Short task:
Copy the listing below word for word, starting at the line that contains "For every instance of the turquoise" and running through the final line of the listing, with both of those lines included.
>>>>
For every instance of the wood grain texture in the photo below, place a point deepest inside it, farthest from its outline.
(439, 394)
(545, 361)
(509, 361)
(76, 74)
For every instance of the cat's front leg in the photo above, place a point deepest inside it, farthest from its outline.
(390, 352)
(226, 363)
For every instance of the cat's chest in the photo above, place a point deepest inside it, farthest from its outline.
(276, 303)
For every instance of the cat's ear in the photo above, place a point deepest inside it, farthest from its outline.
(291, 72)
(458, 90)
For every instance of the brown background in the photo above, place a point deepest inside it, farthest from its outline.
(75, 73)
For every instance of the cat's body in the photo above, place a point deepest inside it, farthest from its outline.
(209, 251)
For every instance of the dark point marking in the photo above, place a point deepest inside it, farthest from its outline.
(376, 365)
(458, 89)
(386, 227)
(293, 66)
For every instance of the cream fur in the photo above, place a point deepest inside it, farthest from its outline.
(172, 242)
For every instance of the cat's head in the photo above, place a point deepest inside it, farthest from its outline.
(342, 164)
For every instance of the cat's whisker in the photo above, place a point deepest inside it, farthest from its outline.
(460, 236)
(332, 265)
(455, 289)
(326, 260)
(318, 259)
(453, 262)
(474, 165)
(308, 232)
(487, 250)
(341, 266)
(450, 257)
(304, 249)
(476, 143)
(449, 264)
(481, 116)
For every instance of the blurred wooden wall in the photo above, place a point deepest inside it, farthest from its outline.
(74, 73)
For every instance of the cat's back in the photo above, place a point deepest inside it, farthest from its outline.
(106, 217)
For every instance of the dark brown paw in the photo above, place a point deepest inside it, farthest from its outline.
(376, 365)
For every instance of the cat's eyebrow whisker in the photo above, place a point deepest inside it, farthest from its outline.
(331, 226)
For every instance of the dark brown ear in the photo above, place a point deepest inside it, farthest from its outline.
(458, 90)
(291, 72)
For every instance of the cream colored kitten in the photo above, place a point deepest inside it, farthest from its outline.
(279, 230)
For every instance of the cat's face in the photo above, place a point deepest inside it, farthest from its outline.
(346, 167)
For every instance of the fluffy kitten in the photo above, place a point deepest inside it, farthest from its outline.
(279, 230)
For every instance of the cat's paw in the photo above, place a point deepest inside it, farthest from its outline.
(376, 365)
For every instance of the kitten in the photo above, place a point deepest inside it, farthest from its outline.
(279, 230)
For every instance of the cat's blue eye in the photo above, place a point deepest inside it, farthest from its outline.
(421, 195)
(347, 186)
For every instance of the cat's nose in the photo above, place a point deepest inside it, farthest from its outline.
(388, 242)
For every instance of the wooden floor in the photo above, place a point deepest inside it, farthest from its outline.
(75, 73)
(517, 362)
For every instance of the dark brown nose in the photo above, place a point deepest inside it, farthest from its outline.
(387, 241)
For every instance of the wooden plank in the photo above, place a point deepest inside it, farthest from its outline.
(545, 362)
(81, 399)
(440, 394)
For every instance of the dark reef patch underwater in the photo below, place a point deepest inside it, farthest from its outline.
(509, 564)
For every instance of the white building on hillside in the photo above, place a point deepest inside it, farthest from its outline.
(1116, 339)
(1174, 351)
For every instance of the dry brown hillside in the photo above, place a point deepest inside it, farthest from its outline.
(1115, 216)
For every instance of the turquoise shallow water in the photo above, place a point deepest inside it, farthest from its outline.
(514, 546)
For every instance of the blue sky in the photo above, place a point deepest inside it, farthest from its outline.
<<<<
Result below:
For every instance of the turquoise shallow water in the photo above, place a point deepest inside it, farthest from its outline.
(514, 546)
For every instance of the blue sky in the photo above, place a point deepest inside it, farthest from its outline.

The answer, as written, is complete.